* begin *

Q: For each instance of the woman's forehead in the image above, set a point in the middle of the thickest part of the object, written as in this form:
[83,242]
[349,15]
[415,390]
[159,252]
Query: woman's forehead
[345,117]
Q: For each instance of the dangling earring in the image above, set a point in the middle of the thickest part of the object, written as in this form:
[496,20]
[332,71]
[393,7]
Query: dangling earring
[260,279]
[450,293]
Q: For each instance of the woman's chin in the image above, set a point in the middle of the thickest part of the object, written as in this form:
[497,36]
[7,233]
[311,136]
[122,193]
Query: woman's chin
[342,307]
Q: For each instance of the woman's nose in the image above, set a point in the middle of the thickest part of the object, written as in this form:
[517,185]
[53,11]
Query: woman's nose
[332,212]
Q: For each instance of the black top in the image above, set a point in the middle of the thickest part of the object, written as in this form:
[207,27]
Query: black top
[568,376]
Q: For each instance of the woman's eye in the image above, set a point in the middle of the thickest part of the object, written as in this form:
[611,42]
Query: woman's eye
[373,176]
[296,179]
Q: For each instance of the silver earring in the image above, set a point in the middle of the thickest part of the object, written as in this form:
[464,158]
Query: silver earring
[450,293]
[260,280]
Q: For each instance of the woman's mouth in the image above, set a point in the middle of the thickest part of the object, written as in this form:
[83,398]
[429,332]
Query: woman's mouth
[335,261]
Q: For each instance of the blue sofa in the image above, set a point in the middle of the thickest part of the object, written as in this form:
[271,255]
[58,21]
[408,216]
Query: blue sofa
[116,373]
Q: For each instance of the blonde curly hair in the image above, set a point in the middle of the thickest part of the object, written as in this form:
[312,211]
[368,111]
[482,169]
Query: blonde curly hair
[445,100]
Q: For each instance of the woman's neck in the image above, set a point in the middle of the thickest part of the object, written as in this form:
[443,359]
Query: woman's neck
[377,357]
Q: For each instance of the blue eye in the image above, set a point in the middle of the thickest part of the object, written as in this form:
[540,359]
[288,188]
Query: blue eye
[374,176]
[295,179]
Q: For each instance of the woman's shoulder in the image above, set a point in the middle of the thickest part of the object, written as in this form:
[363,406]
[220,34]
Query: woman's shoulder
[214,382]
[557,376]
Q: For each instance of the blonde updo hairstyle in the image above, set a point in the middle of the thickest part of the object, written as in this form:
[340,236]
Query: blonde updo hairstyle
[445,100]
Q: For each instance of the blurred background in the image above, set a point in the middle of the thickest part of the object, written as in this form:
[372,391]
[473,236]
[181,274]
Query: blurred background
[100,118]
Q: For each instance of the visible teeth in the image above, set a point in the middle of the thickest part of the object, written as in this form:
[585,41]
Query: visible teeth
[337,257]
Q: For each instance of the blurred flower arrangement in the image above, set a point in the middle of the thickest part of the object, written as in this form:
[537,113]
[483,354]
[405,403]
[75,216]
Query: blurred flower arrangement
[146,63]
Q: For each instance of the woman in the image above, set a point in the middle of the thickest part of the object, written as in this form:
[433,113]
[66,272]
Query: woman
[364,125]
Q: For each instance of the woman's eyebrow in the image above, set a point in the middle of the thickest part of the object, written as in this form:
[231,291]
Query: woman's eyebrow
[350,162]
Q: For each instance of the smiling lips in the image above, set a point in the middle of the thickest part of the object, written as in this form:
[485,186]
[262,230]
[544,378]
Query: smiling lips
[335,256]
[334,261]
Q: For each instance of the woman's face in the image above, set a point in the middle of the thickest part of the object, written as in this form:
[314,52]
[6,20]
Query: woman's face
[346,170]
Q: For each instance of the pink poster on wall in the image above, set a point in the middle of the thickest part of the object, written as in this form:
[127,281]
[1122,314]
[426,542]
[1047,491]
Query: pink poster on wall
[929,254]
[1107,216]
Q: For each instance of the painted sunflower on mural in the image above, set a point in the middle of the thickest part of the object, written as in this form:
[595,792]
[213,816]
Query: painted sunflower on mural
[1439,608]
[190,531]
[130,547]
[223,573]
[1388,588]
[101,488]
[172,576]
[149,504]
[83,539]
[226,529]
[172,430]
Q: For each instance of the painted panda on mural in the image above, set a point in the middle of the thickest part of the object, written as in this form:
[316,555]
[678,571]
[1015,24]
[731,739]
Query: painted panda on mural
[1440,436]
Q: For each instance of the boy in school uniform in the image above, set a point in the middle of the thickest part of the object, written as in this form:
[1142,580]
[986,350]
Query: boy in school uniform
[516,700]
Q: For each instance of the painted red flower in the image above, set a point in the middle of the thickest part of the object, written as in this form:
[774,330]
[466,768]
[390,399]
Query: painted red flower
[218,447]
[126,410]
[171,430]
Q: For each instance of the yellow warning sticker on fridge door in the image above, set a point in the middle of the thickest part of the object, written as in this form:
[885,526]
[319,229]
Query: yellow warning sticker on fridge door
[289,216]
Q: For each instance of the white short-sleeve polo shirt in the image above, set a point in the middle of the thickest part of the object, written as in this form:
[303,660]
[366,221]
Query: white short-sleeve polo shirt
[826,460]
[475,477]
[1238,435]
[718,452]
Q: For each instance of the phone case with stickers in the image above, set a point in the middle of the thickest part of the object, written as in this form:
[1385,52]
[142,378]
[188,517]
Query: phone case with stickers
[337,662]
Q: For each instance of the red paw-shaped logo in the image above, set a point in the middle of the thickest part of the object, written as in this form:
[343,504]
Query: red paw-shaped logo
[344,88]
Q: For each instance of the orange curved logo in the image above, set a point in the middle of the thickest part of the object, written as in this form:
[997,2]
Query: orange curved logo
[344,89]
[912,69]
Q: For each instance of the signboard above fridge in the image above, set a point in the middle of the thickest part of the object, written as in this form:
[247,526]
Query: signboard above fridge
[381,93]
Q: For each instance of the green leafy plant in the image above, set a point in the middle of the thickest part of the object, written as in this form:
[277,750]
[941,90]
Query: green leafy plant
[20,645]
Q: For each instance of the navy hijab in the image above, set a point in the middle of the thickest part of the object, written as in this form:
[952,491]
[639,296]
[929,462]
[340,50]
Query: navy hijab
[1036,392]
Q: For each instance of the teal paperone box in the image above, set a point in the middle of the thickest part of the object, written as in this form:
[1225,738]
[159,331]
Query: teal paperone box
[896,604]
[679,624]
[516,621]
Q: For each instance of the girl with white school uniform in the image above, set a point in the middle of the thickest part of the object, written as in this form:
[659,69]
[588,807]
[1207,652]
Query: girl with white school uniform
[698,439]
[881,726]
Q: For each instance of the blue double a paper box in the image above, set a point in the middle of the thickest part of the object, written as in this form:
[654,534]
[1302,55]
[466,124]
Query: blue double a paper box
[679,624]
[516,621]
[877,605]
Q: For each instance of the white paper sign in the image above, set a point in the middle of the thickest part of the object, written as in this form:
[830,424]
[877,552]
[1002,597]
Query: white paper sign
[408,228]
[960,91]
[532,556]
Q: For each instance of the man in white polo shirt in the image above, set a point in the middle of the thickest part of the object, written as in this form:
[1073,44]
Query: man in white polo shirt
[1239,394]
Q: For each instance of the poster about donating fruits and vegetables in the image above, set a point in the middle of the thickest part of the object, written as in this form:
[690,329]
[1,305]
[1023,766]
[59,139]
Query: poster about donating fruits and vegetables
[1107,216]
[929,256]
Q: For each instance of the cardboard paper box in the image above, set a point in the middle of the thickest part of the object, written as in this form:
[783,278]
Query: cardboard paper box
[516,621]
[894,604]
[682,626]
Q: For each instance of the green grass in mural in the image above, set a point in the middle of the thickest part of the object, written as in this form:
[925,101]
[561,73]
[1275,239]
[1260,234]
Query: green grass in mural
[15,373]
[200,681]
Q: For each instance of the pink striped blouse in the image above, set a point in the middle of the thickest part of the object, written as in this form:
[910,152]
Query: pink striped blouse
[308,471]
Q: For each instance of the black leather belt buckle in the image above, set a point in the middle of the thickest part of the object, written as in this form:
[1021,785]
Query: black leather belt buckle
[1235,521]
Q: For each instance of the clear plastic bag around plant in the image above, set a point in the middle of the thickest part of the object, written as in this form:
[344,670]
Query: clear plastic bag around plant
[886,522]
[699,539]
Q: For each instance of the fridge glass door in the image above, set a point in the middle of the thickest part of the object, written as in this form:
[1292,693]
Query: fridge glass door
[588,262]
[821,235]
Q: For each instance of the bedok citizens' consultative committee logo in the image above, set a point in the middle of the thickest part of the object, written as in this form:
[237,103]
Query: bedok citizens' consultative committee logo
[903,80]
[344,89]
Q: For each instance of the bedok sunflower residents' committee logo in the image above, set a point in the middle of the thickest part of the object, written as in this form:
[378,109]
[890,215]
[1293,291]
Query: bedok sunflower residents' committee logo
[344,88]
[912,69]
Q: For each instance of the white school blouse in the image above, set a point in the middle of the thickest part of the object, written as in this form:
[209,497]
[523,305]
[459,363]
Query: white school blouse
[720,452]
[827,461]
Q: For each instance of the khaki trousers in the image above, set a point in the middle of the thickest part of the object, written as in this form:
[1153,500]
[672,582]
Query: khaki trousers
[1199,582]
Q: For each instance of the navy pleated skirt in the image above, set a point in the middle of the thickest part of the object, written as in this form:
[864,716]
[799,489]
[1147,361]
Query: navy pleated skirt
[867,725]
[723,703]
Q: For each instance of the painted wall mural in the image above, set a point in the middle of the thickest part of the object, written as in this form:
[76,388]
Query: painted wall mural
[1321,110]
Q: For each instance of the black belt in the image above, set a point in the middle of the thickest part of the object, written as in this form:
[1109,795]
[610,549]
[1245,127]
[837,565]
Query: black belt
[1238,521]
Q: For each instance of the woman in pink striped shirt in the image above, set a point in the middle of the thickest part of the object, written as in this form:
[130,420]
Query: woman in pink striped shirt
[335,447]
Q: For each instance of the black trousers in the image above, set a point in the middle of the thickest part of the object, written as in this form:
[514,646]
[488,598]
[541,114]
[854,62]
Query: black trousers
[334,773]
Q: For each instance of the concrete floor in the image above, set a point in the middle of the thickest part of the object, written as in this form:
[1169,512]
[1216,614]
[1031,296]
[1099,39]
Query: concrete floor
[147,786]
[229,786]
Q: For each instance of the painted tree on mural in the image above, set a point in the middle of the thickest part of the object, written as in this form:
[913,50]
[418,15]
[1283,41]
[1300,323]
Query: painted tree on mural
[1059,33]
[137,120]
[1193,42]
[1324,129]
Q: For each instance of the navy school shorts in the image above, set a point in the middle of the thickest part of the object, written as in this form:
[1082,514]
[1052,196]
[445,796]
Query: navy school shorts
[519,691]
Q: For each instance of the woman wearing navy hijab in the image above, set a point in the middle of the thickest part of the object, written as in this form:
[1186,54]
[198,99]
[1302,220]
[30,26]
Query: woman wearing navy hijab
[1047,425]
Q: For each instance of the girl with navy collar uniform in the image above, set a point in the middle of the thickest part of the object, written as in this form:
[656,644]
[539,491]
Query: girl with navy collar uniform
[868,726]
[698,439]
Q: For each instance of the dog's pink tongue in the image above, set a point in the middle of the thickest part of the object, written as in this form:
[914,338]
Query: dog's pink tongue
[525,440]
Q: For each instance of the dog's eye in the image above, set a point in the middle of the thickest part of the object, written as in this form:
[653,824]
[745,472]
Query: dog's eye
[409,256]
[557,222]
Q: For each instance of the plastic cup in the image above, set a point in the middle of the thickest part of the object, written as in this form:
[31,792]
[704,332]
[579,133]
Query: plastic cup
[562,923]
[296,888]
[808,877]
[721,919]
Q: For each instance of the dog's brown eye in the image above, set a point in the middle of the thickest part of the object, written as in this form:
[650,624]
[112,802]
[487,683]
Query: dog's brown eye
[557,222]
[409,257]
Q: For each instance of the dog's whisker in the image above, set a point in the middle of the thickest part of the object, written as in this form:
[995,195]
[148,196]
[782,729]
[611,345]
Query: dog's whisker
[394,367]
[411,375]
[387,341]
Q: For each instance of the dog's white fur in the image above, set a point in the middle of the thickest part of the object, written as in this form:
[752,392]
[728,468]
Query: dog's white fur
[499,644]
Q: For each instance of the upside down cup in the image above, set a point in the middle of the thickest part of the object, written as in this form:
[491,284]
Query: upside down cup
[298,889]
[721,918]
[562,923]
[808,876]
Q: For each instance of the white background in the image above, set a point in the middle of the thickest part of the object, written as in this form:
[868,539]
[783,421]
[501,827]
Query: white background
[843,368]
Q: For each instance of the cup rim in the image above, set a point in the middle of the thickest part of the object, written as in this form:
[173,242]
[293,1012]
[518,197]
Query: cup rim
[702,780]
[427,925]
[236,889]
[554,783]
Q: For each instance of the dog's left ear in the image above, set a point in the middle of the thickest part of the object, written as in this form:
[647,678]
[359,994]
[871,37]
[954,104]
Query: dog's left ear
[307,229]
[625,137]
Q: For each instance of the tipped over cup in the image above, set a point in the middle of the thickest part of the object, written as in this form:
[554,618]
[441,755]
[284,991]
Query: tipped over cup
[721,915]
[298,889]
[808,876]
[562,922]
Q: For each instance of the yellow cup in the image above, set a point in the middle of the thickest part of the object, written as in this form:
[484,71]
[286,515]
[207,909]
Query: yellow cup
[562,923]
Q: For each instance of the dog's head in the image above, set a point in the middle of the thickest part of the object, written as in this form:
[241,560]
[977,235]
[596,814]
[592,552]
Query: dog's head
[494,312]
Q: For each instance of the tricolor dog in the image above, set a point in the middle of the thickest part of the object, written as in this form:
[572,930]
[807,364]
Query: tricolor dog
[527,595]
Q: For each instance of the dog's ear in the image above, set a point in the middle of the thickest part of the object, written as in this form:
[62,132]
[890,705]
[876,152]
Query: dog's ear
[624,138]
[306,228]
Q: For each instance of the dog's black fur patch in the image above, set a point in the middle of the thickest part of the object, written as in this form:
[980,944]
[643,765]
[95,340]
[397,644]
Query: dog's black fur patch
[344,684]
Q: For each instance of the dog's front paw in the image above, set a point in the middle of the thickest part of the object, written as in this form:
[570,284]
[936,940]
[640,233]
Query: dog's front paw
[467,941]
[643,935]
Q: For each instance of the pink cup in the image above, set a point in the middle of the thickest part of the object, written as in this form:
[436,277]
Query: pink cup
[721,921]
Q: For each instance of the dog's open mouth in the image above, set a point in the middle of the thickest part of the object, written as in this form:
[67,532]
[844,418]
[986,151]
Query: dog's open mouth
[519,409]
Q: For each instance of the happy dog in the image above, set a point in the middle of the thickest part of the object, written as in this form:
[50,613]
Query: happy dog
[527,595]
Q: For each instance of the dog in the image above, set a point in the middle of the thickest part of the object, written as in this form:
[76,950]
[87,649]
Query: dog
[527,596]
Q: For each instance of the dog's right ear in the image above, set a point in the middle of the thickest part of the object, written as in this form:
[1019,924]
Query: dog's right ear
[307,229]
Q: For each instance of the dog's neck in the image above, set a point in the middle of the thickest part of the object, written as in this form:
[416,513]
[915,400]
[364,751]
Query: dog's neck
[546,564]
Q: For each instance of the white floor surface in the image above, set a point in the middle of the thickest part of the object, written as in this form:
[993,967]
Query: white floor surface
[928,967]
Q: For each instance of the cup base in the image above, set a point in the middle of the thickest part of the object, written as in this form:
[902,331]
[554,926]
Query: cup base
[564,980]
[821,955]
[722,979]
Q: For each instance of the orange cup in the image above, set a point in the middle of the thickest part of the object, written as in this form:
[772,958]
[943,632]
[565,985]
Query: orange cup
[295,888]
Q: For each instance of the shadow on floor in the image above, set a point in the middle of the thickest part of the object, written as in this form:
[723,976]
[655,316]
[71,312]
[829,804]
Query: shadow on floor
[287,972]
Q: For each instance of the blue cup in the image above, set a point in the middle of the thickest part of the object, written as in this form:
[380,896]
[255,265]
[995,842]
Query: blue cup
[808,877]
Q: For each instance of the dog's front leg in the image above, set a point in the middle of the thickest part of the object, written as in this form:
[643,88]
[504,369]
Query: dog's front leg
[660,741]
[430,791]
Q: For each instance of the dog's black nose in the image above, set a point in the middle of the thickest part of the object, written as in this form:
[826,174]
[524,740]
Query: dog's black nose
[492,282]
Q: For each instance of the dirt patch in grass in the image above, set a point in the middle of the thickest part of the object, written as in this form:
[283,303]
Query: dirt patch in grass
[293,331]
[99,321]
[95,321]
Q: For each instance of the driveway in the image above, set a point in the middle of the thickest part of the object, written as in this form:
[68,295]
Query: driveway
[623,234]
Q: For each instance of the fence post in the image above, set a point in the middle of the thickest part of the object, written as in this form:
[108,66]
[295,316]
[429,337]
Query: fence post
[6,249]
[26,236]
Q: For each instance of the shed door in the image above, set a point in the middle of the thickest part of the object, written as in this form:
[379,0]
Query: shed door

* end *

PROBLEM REQUIREMENTS:
Give back the lines of the listing from the one with "Q: For each instance of the cup base" through the end, both included, exactly as written and with nothing added.

TASK OUTPUT:
Q: For each instance of the cup base in the image above, set a point in the middle of the thickest part of the object, written as in this form:
[902,331]
[554,926]
Query: cup base
[564,980]
[821,955]
[722,979]
Q: For each instance of the orange cup in the image above, set a point in the middle of the thickest part of the object, written as in this form:
[772,958]
[943,632]
[565,985]
Query: orange cup
[295,888]
Q: For each instance of the shadow on floor in the image above, set a point in the middle of the thickest part of the object, written as in this form:
[723,976]
[655,316]
[71,312]
[829,804]
Query: shadow on floor
[287,972]
Q: For each instance of the blue cup in the image above, set a point in the middle of the thickest part of the object, written as in this form:
[380,896]
[255,265]
[995,842]
Query: blue cup
[808,877]
Q: For each instance of the dog's front leg in the image above, set a point in the middle of the thickest part of the object, written as in this form:
[643,88]
[504,369]
Query: dog's front leg
[660,741]
[430,791]
Q: For each instance of the dog's black nose in the image above, set a point in the middle of the thickest part of the object, written as in this form:
[826,174]
[524,740]
Query: dog's black nose
[492,282]
Q: For each instance of the dirt patch in grass in the image above, set a point in the middle of the thickest part of the object, written as in this form:
[283,303]
Query: dirt patch in grass
[293,331]
[99,321]
[95,321]
Q: For each instance of the driveway in the image above, set a point in the middle of the thickest part of the object, written as in this form:
[68,295]
Query: driveway
[623,234]
Q: For each instance of the fence post in the image above, set a point in the middle of the thickest part of the object, written as in this form:
[108,66]
[295,316]
[429,337]
Query: fence post
[6,249]
[26,236]
Q: For each instance of the shed door in the image above, set a point in the middle of the thickest part of the object, written as in this form:
[379,0]
Query: shed door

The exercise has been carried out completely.